Challenge: In the copy, include every entry exactly but none of the images.

Records excerpted from a collection
----------------------------------------
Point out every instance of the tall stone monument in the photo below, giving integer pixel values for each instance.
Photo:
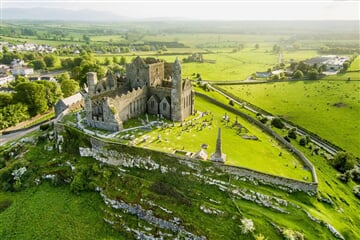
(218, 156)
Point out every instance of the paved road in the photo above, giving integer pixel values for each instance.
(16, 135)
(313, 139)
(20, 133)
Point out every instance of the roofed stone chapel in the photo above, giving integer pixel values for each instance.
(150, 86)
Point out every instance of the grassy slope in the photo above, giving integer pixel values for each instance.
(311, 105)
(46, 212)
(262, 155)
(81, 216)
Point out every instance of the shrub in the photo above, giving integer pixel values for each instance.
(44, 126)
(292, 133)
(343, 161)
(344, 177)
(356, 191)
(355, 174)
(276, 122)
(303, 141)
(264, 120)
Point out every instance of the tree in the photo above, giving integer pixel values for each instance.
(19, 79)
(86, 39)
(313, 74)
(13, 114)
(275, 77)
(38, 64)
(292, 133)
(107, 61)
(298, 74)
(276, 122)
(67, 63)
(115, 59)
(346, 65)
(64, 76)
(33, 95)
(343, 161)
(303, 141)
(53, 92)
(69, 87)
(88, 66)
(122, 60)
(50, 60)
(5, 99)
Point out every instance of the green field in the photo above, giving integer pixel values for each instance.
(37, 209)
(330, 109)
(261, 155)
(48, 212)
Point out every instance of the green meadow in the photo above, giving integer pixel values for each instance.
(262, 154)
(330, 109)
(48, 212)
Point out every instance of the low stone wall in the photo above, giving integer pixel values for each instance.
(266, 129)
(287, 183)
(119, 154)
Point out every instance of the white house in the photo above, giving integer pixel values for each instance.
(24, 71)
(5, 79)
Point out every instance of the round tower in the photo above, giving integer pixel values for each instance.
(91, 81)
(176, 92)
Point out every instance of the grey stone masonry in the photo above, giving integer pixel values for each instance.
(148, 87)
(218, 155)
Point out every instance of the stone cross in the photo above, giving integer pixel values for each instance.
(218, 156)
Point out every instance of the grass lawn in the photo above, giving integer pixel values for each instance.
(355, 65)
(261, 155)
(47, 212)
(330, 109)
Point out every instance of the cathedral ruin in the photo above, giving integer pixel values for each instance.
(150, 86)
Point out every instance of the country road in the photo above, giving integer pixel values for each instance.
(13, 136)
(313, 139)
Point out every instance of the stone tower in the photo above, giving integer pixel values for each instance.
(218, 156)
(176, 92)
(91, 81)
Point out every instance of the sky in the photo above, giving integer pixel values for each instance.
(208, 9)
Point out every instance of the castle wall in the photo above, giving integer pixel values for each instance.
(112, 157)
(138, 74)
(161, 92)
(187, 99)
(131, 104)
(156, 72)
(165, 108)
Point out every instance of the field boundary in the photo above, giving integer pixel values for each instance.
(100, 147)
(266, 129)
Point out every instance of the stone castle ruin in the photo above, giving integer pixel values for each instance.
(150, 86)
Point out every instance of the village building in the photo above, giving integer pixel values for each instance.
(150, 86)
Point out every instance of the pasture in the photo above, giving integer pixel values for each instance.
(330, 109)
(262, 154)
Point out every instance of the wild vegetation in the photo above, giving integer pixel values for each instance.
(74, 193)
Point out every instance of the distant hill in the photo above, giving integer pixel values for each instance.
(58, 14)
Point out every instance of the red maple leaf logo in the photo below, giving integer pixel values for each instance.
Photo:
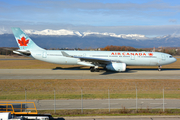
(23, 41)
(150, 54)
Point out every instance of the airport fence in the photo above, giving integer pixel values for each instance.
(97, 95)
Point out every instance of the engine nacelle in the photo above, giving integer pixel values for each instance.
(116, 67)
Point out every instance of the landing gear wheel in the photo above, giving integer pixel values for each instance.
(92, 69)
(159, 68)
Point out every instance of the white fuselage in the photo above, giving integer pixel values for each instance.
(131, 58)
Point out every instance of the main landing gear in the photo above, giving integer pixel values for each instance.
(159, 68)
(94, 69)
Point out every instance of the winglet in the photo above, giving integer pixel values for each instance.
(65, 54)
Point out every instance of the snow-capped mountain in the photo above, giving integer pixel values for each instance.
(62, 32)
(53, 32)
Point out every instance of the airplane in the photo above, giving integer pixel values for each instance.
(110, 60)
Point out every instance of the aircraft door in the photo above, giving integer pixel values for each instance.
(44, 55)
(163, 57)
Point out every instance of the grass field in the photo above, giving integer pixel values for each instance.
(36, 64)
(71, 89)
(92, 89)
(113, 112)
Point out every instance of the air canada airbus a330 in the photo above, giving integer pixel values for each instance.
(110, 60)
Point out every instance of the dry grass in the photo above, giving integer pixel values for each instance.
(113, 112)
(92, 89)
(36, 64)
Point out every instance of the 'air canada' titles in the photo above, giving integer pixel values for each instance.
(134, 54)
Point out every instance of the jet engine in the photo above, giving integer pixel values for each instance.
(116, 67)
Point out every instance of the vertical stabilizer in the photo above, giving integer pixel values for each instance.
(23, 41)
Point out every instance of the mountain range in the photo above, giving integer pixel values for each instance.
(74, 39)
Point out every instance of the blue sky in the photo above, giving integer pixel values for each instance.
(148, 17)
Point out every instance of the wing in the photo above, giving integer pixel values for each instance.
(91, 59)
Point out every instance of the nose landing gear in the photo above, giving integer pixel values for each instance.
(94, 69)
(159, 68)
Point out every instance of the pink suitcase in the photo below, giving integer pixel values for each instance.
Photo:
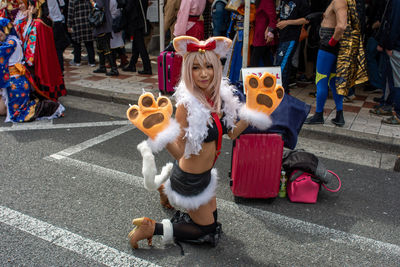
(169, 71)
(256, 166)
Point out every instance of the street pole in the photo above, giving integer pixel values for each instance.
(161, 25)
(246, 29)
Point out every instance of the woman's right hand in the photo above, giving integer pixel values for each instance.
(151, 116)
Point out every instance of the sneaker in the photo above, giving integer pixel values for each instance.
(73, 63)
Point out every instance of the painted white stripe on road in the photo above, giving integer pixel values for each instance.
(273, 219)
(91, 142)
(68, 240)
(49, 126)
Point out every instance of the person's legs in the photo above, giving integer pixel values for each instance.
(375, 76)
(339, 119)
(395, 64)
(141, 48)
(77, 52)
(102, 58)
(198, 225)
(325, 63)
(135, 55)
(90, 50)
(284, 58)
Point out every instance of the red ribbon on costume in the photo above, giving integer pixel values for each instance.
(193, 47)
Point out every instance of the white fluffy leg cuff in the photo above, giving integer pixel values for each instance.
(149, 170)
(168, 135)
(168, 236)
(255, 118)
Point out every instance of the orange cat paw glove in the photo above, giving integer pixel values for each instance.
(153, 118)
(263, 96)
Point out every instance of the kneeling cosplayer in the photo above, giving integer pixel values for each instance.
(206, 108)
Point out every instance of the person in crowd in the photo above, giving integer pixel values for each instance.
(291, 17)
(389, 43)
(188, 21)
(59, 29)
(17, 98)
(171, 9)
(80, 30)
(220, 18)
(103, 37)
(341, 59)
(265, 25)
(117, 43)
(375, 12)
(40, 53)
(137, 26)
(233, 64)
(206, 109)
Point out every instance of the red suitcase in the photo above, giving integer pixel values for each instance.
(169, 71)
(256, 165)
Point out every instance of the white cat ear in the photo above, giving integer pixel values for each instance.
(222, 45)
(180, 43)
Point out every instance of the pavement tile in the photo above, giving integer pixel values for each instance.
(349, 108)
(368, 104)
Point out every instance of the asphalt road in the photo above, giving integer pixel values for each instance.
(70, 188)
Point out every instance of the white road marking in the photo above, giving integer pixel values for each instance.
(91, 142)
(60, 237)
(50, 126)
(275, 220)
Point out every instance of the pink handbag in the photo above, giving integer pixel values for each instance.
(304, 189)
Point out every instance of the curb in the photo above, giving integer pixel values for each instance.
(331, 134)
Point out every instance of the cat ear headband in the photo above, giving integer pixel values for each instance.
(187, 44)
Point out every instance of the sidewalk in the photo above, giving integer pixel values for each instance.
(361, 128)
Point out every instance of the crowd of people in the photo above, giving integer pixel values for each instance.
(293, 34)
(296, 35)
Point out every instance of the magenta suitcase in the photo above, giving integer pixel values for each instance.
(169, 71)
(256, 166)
----------------------------------------
Response:
Point out every instance of the tall stone monument in the photo below, giving integer pixel values for each instance.
Photo:
(218, 156)
Point out every instance of the paved road in the photo above, giving integer pixel values for each instance.
(16, 135)
(313, 139)
(20, 133)
Point out every instance of the roofed stone chapel in the photo above, giving integer pixel values for each instance.
(150, 86)
Point out every instance of the grassy slope in the photo above, giving integer pixel values for each instance.
(311, 105)
(46, 212)
(262, 155)
(81, 216)
Point out every instance of the shrub in the photo above, giving integer pixel values for each instance.
(44, 126)
(292, 133)
(343, 161)
(344, 177)
(356, 191)
(355, 174)
(276, 122)
(303, 141)
(264, 120)
Point out every instance of the tree in the photo above, giving integer pixel values for each instance.
(19, 79)
(86, 39)
(313, 74)
(13, 114)
(275, 77)
(38, 64)
(292, 133)
(107, 61)
(298, 74)
(276, 122)
(67, 63)
(115, 59)
(346, 65)
(64, 76)
(33, 95)
(343, 161)
(303, 141)
(53, 92)
(69, 87)
(88, 66)
(122, 60)
(50, 60)
(5, 99)
Point out every instance of the green field in the photo above, giving integer pixel values for each instance.
(37, 209)
(330, 109)
(261, 155)
(48, 212)
Point out every instance of the green meadow in the photo above, giving integer pixel values for each instance.
(262, 154)
(330, 109)
(48, 212)
Point out every instance of the low stone wall in the photo above, giving integer pixel values for each instance.
(266, 129)
(287, 183)
(119, 154)
Point out every instance of the white house in the photo above, giving integer pixel values for each instance.
(24, 71)
(5, 79)
Point out every instance of the round tower in the photo above, giving integer pixel values for each instance.
(91, 81)
(176, 92)
Point out every instance of the grey stone masonry in the photo above, giving integer pixel values for each instance.
(148, 87)
(218, 155)
Point out every instance of the stone cross in the photo above, giving integer pixel values for each instance.
(218, 156)
Point out every instance of the grass lawn in the photo above, giving integer pixel values for each instance.
(355, 65)
(261, 155)
(47, 212)
(330, 109)
Point out every instance of the cathedral ruin in the photo above, giving integer pixel values for each instance.
(150, 86)
Point out every instance of the country road in the photo above, giving integer pixel values for each instance.
(13, 136)
(313, 139)
Point out every instance of the stone tower in the photo above, giving integer pixel values for each instance.
(218, 156)
(176, 92)
(91, 81)
Point out every instance of the sky in the photo above, giving integer pixel values for each instance.
(208, 9)
Point out every instance of the castle wall in the photo above, giving integer pixel values for each instance.
(112, 157)
(138, 74)
(161, 92)
(187, 99)
(131, 104)
(156, 72)
(165, 108)
Point out every instance of the field boundary in the photo above, giving integer pixel values for each instance.
(100, 147)
(266, 129)
Point out every instance of the stone castle ruin in the photo above, giving integer pixel values for each instance.
(150, 86)
Point out every instance of the village building in the photo above, giving integer pixel values for each instance.
(150, 86)
Point out every instance of the pasture in the photo above, giving integer pixel values for each instance.
(330, 109)
(262, 154)
Point out every instance of the wild vegetation in the photo above, giving integer pixel values for each instance.
(74, 193)
Point out every instance of the distant hill in the photo above, giving integer pixel values for each instance.
(58, 14)
Point out every instance of the red maple leaf logo in the photo below, giving integer pixel values for each instance.
Photo:
(23, 41)
(150, 54)
Point out every instance of the airport fence in the photo above, giving integer pixel values for each instance.
(97, 95)
Point out every instance of the engine nacelle in the photo above, giving integer pixel values for each instance.
(116, 67)
Point out every instance of the landing gear wheel in the photo above, giving integer pixel values for each instance.
(92, 69)
(159, 68)
Point out every instance of the white fuselage in the photo above, giving integer pixel values for each instance.
(131, 58)
Point out every instance of the main landing gear in the photo above, giving integer pixel values for each instance.
(159, 68)
(94, 69)
Point out every instance of the winglet in the photo above, giving integer pixel values for each instance.
(65, 54)
Point out every instance of the snow-capped mountain in the photo above, giving integer pixel values for each instance.
(62, 32)
(53, 32)
Point out every instance of the airplane in the photo above, giving integer pixel values for each instance.
(110, 60)
Point out every instance of the aircraft door in the photo above, giving integer pixel values for each instance.
(44, 55)
(163, 57)
Point out every instance of the grass field in the photo above, giving integer pixel values for each instance.
(36, 64)
(71, 89)
(92, 89)
(113, 112)
Point out every instance of the air canada airbus a330 in the photo above, giving integer pixel values for each instance.
(110, 60)
Point out every instance of the dry grass in the photo above, giving integer pixel values for each instance.
(113, 112)
(92, 89)
(36, 64)
Point out every instance of the 'air canada' titles in the photo above, giving integer pixel values for each instance.
(134, 54)
Point out every instance of the jet engine in the photo above, giving integer pixel values for each instance.
(116, 67)
Point out every instance of the vertical stabilizer in the photo above, giving integer pixel values for each instance.
(23, 41)
Point out every instance of the mountain range in the photo above, giving integer pixel values for each instance.
(74, 39)
Point out every instance of the blue sky in the photo above, giving integer pixel values for each instance.
(148, 17)
Point out every instance of the wing in the photo above, giving integer pixel values for each instance.
(91, 59)
Point out every instance of the nose landing gear in the photo above, giving integer pixel values for each instance.
(94, 69)
(159, 68)
Point out every instance of the pink suitcase in the photo below, giving integer pixel values for each instance.
Photo:
(169, 71)
(256, 166)
Point out every instance of the street pole in the photo above, giving integer pixel values for each instance.
(161, 25)
(246, 29)
Point out every instance of the woman's right hand in the photo above, giving integer pixel values for each instance.
(151, 116)
Point out every instance of the sneaker in the photo above, giving integer pixel values for each instance.
(73, 63)
Point out every instance of the painted white stripe on road in the photo above, giving integer pixel values for each instance.
(273, 219)
(91, 142)
(68, 240)
(49, 126)
Point out every instance of the person's legs in the photo above, giving integer pixel values for each instance.
(375, 76)
(339, 119)
(395, 64)
(141, 48)
(77, 52)
(102, 58)
(198, 225)
(325, 63)
(135, 55)
(90, 50)
(284, 58)
Point out every instance of the red ribbon on costume in the photo above, giving integer pixel values for each instance.
(193, 47)
Point out every instance of the white fluffy leg cuff in the photo above, giving integer pixel values for each instance.
(149, 170)
(168, 135)
(168, 236)
(255, 118)
Point out every instance of the orange cat paw glove in the photo above, giving integer pixel values for each instance.
(153, 118)
(263, 96)
Point out every instance of the kneeling cosplayer in the photo above, giving integer pixel values for each instance.
(206, 108)
Point out every instance of the person in crowd in the photo above, giving integer pixel values for each instance.
(291, 17)
(389, 43)
(188, 21)
(59, 29)
(17, 98)
(171, 9)
(80, 30)
(220, 18)
(103, 37)
(341, 59)
(265, 25)
(117, 43)
(375, 12)
(40, 53)
(137, 26)
(233, 64)
(206, 109)
Point out every instance of the red suitcase in the photo above, giving integer pixel values for each instance.
(169, 71)
(256, 165)
Point out every instance of the white cat ear in the photo above, giving integer pixel values for each instance.
(222, 45)
(180, 43)
Point out every instance of the pavement tile in the photo above, giving integer pixel values for each instance.
(349, 108)
(368, 104)
Point out every instance of the asphalt road in the photo above, giving integer pixel values for each instance.
(70, 188)
Point out every instance of the white road marking in the photo above, giving integer pixel values for each instance.
(91, 142)
(60, 237)
(50, 126)
(275, 220)
Point out every instance of the pink handbag in the photo above, giving integer pixel values for each instance.
(304, 189)
Point out every instance of the curb in the photo above, giving integer pixel values for each instance.
(331, 134)
Point out every instance of the cat ear headband in the photo above, giving integer pixel values for each instance.
(187, 44)
Point out every instance of the sidewalk in the photo above, giving integer pixel values for each instance.
(361, 128)
Point out every instance of the crowd of people in the photo above, giving integer pixel values for each instance.
(293, 34)
(296, 35)
Point out every instance of the magenta suitcase in the photo above, giving integer pixel values for each instance.
(169, 71)
(256, 166)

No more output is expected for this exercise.